--- start The data ---
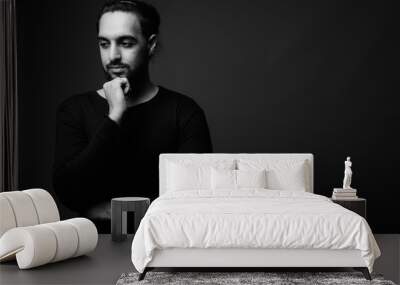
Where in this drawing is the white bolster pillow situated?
[0,218,98,269]
[0,189,60,237]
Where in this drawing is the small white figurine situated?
[343,156,353,189]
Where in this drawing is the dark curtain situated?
[0,0,18,192]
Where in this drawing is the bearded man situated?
[53,0,212,232]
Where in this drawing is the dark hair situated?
[96,0,160,38]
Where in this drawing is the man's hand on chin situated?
[103,77,131,123]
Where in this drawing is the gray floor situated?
[0,234,400,285]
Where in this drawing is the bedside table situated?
[331,198,367,219]
[111,197,150,241]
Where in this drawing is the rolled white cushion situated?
[0,218,98,269]
[43,221,79,262]
[0,193,17,237]
[63,218,98,257]
[0,225,57,269]
[22,189,60,224]
[1,191,39,227]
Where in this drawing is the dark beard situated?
[103,64,148,96]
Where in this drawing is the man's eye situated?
[121,42,133,48]
[99,42,109,48]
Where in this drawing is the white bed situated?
[132,154,380,279]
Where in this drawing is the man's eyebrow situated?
[97,35,137,41]
[117,35,137,41]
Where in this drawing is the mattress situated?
[132,189,380,272]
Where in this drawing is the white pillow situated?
[211,168,267,190]
[166,159,235,191]
[237,159,311,191]
[211,167,237,190]
[236,169,267,188]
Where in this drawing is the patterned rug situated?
[117,271,396,285]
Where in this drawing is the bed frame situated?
[139,153,371,280]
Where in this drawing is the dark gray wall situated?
[17,0,400,233]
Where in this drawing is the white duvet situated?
[132,189,380,272]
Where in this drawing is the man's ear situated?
[147,34,158,57]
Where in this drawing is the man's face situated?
[98,11,149,80]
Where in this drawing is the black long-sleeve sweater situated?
[53,87,212,213]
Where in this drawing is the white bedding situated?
[132,189,380,272]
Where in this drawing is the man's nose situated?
[110,45,121,61]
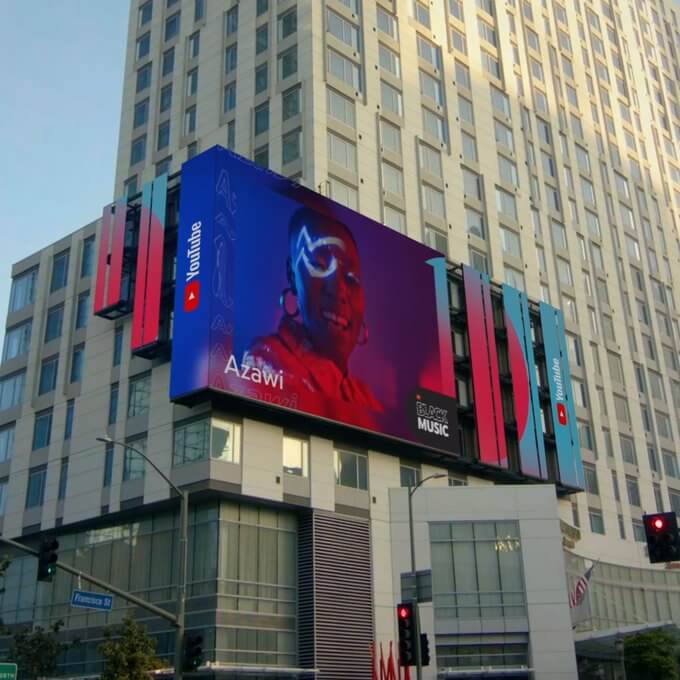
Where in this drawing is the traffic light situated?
[420,633,430,667]
[642,512,680,564]
[183,634,203,671]
[38,538,59,583]
[397,602,416,666]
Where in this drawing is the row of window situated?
[9,236,94,312]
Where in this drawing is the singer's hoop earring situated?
[279,287,300,319]
[357,321,368,346]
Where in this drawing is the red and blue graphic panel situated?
[539,302,585,489]
[94,198,128,316]
[503,284,548,479]
[171,147,459,454]
[463,265,508,468]
[131,175,168,352]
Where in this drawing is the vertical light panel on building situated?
[540,302,584,488]
[170,152,217,399]
[463,266,508,467]
[131,175,168,351]
[94,198,127,314]
[503,285,548,479]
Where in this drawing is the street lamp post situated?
[97,436,189,680]
[408,472,448,680]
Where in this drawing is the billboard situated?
[170,147,458,453]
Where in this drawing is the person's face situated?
[291,221,365,371]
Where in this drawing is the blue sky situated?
[0,0,129,338]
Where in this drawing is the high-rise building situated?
[0,0,680,678]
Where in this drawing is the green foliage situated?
[97,616,163,680]
[7,621,77,680]
[625,630,680,680]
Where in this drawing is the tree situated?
[97,616,163,680]
[7,621,78,680]
[624,630,680,680]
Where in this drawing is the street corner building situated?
[0,0,680,680]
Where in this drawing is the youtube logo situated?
[557,404,567,425]
[184,281,201,312]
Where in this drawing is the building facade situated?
[0,0,680,677]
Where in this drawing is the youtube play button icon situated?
[184,281,201,312]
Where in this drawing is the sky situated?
[0,0,129,339]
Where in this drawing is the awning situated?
[574,621,676,661]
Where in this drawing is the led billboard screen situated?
[170,147,458,453]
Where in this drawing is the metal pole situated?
[175,491,189,680]
[408,485,423,680]
[97,436,189,680]
[0,536,179,626]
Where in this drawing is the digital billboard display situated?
[170,147,458,453]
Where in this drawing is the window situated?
[382,161,404,196]
[139,0,153,28]
[225,5,238,35]
[76,291,90,329]
[378,43,401,78]
[335,449,368,490]
[224,83,236,113]
[64,399,76,440]
[413,0,430,28]
[328,131,357,172]
[136,63,151,93]
[255,63,268,93]
[588,508,604,534]
[71,345,85,383]
[128,373,151,418]
[112,327,123,366]
[2,319,33,361]
[137,32,151,59]
[172,419,210,465]
[583,463,600,496]
[123,437,146,482]
[281,128,302,165]
[162,47,175,76]
[130,135,146,165]
[103,444,114,487]
[283,435,309,477]
[327,49,361,90]
[376,6,399,40]
[326,9,358,47]
[26,465,47,508]
[419,142,443,177]
[9,267,38,312]
[165,12,180,42]
[57,458,68,500]
[38,356,59,395]
[500,227,522,258]
[0,371,26,411]
[254,102,269,136]
[328,88,356,127]
[50,250,69,293]
[0,423,15,463]
[189,31,201,59]
[279,45,298,80]
[108,383,119,425]
[465,206,486,238]
[33,408,52,451]
[626,475,641,508]
[255,24,269,54]
[278,7,297,41]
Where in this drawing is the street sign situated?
[0,663,17,680]
[70,590,113,612]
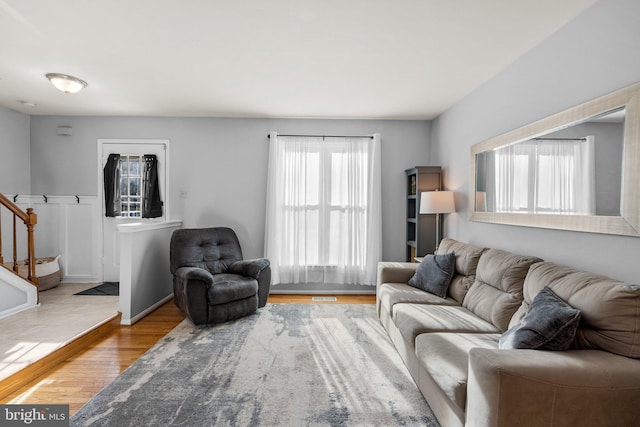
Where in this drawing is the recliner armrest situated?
[227,258,271,280]
[377,261,420,286]
[174,267,213,285]
[465,348,640,426]
[227,258,271,307]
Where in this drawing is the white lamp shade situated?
[420,191,456,214]
[47,73,87,93]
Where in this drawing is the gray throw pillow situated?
[408,252,456,298]
[498,286,580,350]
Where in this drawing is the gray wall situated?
[431,0,640,283]
[31,116,434,260]
[0,107,31,194]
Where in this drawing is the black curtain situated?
[142,154,162,218]
[103,154,120,217]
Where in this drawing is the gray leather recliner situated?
[170,227,271,325]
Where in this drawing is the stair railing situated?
[0,194,38,286]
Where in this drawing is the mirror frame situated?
[469,83,640,237]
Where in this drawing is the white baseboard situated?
[120,293,173,326]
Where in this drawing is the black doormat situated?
[74,282,120,296]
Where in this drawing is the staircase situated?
[0,194,38,319]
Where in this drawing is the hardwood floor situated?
[0,295,375,415]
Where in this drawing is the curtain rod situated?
[267,133,373,139]
[533,138,587,141]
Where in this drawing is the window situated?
[103,153,163,218]
[265,134,381,284]
[119,155,144,218]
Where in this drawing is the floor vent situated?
[311,297,338,302]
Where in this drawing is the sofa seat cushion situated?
[415,332,500,411]
[436,238,485,304]
[462,249,542,332]
[377,283,459,315]
[207,273,258,305]
[511,262,640,359]
[393,303,501,343]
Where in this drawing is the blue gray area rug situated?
[71,304,438,427]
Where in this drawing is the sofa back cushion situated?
[436,238,484,304]
[462,249,542,331]
[510,262,640,359]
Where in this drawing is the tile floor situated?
[0,283,118,380]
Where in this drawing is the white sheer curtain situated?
[265,132,381,285]
[487,136,595,215]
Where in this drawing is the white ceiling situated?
[0,0,596,119]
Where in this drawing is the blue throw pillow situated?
[408,252,456,298]
[498,286,580,350]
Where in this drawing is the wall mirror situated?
[470,84,640,236]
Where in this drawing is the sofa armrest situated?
[466,348,640,427]
[227,258,271,307]
[377,261,420,286]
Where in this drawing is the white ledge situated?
[118,220,182,233]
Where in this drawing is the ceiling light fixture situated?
[46,73,87,93]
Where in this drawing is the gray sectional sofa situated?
[377,239,640,426]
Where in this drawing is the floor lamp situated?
[419,190,456,253]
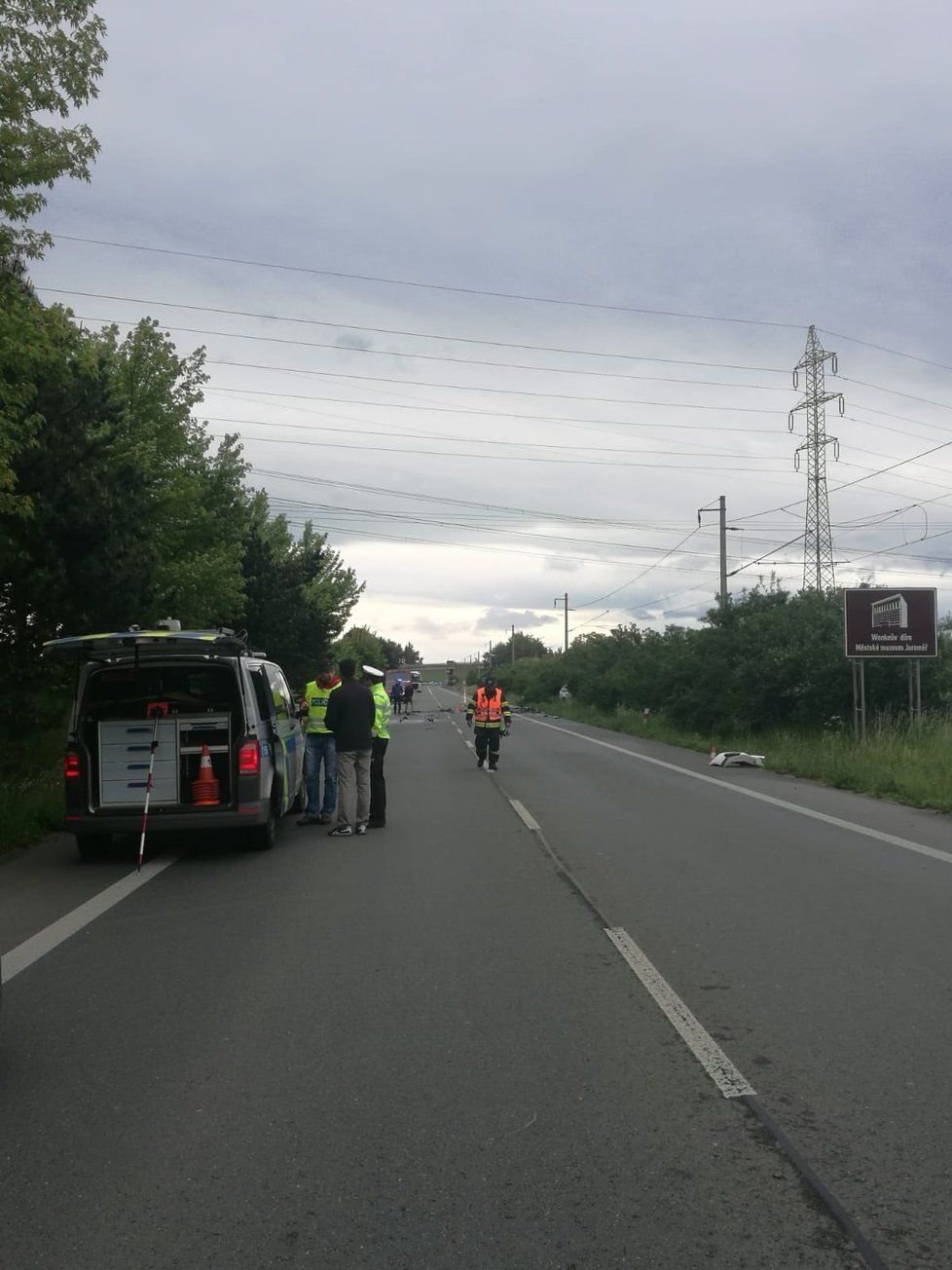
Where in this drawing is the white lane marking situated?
[509,798,542,833]
[522,715,952,865]
[605,926,756,1099]
[0,856,176,983]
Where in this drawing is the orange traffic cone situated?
[192,745,221,806]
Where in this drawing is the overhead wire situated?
[34,287,789,375]
[61,314,793,389]
[43,231,806,330]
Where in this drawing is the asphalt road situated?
[0,691,952,1270]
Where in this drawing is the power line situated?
[572,526,715,630]
[204,414,777,462]
[44,234,803,330]
[205,356,789,414]
[54,302,789,381]
[838,375,952,413]
[205,381,777,431]
[212,433,780,480]
[251,465,766,528]
[818,326,952,371]
[732,440,952,521]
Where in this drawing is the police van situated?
[43,618,305,857]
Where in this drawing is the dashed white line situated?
[1,856,176,983]
[605,926,756,1099]
[509,798,542,835]
[525,715,952,865]
[509,798,755,1099]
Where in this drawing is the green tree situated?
[493,631,551,665]
[0,0,105,259]
[334,626,385,673]
[0,316,249,695]
[242,507,363,689]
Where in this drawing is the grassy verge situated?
[538,701,952,811]
[0,727,63,855]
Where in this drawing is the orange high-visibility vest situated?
[473,689,502,723]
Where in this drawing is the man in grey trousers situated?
[324,656,377,839]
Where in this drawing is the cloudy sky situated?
[27,0,952,659]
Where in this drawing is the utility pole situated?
[697,494,727,609]
[787,326,845,590]
[552,590,571,653]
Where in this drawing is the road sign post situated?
[843,586,939,740]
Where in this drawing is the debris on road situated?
[707,749,764,767]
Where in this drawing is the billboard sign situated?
[843,586,938,657]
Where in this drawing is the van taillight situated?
[238,740,262,776]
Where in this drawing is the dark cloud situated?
[33,0,952,655]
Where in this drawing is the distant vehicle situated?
[384,665,421,692]
[43,619,305,856]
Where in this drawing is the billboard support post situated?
[851,656,865,742]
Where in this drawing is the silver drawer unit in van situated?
[99,719,179,806]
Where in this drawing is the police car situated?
[43,618,305,856]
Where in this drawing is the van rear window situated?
[83,665,238,718]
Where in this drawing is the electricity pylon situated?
[788,326,845,590]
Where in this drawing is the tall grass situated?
[0,727,65,855]
[538,701,952,811]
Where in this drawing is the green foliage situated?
[0,0,105,260]
[243,510,363,689]
[493,631,551,665]
[0,293,362,739]
[506,584,952,734]
[537,701,952,813]
[0,314,247,656]
[334,626,387,671]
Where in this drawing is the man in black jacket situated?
[324,656,377,839]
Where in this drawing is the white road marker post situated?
[136,701,168,873]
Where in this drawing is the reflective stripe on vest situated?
[306,680,340,736]
[473,689,502,724]
[371,684,389,740]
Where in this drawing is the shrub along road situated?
[0,691,952,1270]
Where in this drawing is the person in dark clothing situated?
[324,656,377,839]
[363,665,389,830]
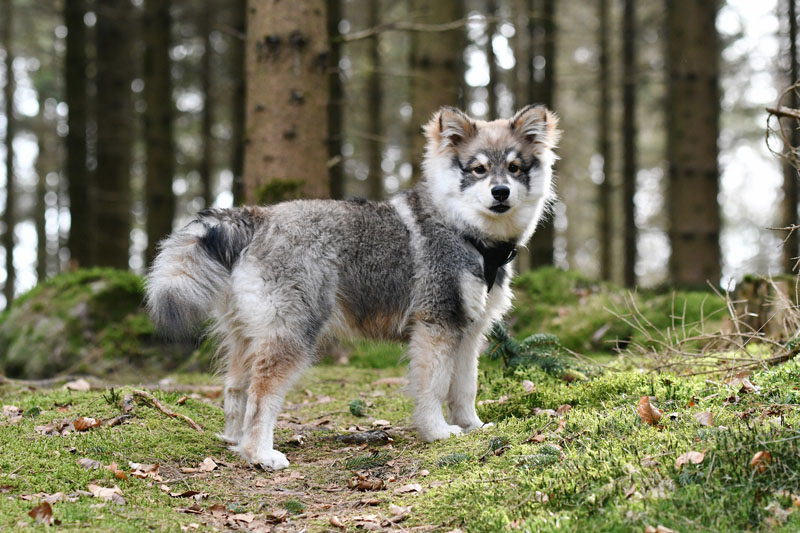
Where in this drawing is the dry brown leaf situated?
[636,396,663,426]
[197,457,217,472]
[750,450,772,474]
[63,378,92,391]
[394,483,422,494]
[694,411,714,426]
[28,502,53,526]
[78,457,103,470]
[72,416,102,431]
[675,450,706,468]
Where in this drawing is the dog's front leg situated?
[233,340,308,470]
[447,336,484,431]
[408,323,462,442]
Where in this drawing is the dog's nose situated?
[492,185,511,202]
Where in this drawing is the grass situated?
[0,346,800,531]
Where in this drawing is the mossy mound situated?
[509,268,725,353]
[0,268,207,378]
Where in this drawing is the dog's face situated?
[423,106,560,242]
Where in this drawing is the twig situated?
[131,389,203,433]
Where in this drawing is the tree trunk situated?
[143,0,175,265]
[64,0,92,267]
[3,0,16,302]
[326,0,346,199]
[95,0,134,269]
[244,0,330,203]
[199,0,214,207]
[622,0,637,288]
[666,0,721,285]
[597,0,614,280]
[782,0,800,272]
[230,0,247,205]
[529,0,556,268]
[367,0,385,200]
[409,0,466,180]
[486,0,499,120]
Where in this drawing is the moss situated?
[509,268,725,352]
[0,268,200,378]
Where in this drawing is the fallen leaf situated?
[28,502,53,526]
[394,483,422,494]
[750,450,772,474]
[72,416,102,431]
[636,396,662,426]
[694,411,714,426]
[63,378,92,391]
[675,450,706,468]
[198,457,217,472]
[78,457,102,470]
[87,483,125,505]
[105,461,128,479]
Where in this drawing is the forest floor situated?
[0,342,800,532]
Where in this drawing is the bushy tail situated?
[146,208,262,339]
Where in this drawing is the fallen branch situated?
[132,389,203,433]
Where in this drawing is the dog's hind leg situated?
[408,323,462,442]
[234,338,311,470]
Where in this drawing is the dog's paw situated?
[419,424,464,442]
[251,450,289,470]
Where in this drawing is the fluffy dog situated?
[147,106,559,469]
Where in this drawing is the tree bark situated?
[64,0,92,267]
[244,0,330,202]
[367,0,384,200]
[3,0,16,302]
[782,0,800,272]
[409,0,466,180]
[230,0,247,205]
[529,0,556,268]
[144,0,175,265]
[198,0,214,212]
[597,0,614,280]
[94,0,134,269]
[326,0,346,199]
[666,0,721,285]
[622,0,637,288]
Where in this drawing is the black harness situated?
[466,237,517,292]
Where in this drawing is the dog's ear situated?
[509,105,561,149]
[425,106,478,149]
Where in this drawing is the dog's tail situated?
[146,207,263,339]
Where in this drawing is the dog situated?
[146,106,560,470]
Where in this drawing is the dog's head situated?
[423,106,560,242]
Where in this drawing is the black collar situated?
[466,237,517,292]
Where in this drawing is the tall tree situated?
[529,0,556,268]
[95,0,134,268]
[409,0,466,179]
[622,0,637,287]
[143,0,175,264]
[199,0,215,207]
[367,0,384,200]
[782,0,800,272]
[244,0,330,202]
[3,0,16,307]
[597,0,614,280]
[64,0,92,266]
[666,0,720,285]
[229,0,247,205]
[326,0,346,198]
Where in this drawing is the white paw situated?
[251,450,289,470]
[419,424,464,442]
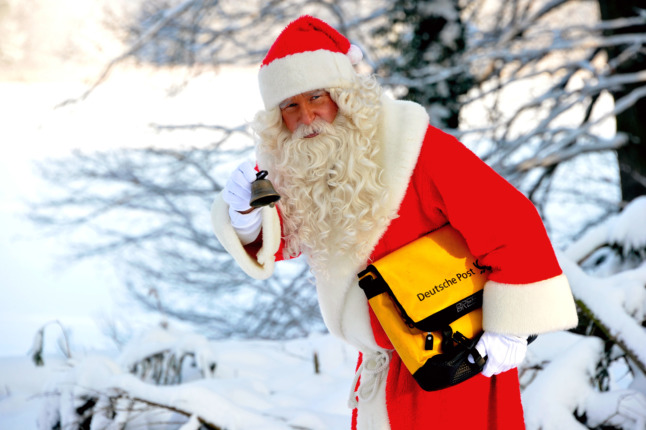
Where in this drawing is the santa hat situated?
[258,15,362,109]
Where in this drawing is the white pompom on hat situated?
[258,15,363,109]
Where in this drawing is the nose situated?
[301,105,316,125]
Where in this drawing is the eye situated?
[280,102,298,111]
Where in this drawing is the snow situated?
[0,327,357,430]
[0,0,646,430]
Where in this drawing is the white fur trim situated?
[258,49,355,110]
[482,274,578,336]
[211,193,280,279]
[345,45,363,65]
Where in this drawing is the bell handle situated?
[256,170,269,181]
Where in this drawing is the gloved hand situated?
[476,331,527,377]
[222,161,262,245]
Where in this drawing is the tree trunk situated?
[598,0,646,203]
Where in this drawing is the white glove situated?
[476,331,527,377]
[222,161,262,245]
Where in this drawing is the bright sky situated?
[0,0,260,356]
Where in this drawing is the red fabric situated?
[353,127,561,430]
[261,15,350,67]
[249,126,562,430]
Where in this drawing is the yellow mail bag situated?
[359,224,490,391]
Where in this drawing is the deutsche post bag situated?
[359,224,490,391]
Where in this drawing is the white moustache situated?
[292,118,334,139]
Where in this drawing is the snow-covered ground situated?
[0,0,646,430]
[0,329,357,430]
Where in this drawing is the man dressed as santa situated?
[212,16,577,430]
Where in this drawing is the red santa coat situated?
[212,98,577,430]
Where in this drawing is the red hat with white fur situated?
[258,15,363,109]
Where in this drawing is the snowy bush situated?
[38,328,356,430]
[521,197,646,430]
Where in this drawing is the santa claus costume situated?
[212,17,577,430]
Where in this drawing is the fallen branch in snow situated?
[576,299,646,374]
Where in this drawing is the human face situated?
[278,90,339,138]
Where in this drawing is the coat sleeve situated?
[211,194,282,279]
[420,127,577,335]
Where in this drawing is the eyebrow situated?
[278,88,327,109]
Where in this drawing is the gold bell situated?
[249,170,280,208]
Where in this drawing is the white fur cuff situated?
[482,274,578,336]
[211,194,280,279]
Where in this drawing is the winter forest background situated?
[0,0,646,430]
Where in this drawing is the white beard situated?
[258,112,389,277]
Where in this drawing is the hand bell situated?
[249,170,280,208]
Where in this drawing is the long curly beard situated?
[257,111,390,276]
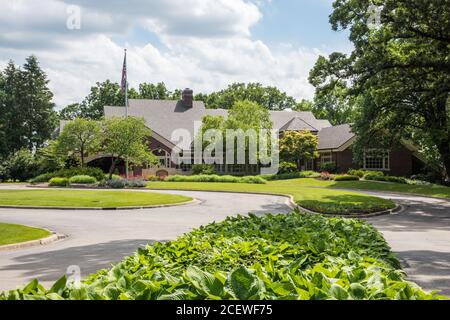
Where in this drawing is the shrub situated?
[319,162,337,173]
[0,212,444,300]
[106,179,127,189]
[320,171,333,181]
[30,167,106,184]
[260,171,320,181]
[334,175,359,181]
[1,149,38,181]
[55,167,105,181]
[278,162,298,175]
[348,169,384,179]
[166,175,267,184]
[48,178,70,187]
[241,176,267,184]
[192,164,216,175]
[30,173,55,184]
[69,176,97,185]
[364,174,408,184]
[126,179,147,188]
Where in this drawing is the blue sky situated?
[0,0,351,107]
[252,0,350,49]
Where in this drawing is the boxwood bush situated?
[48,178,70,187]
[30,167,105,184]
[260,171,320,181]
[0,212,443,300]
[192,164,217,176]
[348,169,384,179]
[165,175,267,184]
[69,176,97,185]
[364,174,408,184]
[106,178,127,189]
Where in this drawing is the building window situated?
[153,149,172,168]
[364,149,391,170]
[320,152,333,164]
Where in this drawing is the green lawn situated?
[148,179,395,214]
[0,190,192,208]
[0,223,50,246]
[284,179,450,198]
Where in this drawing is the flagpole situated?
[125,49,129,182]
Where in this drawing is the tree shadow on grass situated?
[0,240,162,285]
[398,251,450,297]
--- end The data ---
:: Problem details ::
Recast the listing as a numbered list, starting at its beginning and ending at the line that contains "[0,0,18,192]", with both ends included. Skip any blank lines, and leave the pictures out.

:: Task output ::
1. Where in this drawing is the white bolster pillow situated?
2. [0,218,98,269]
3. [0,189,60,237]
4. Where in this drawing is the small white figurine situated?
5. [343,156,353,189]
6. Where in this drawing is the dark curtain situated?
7. [0,0,18,192]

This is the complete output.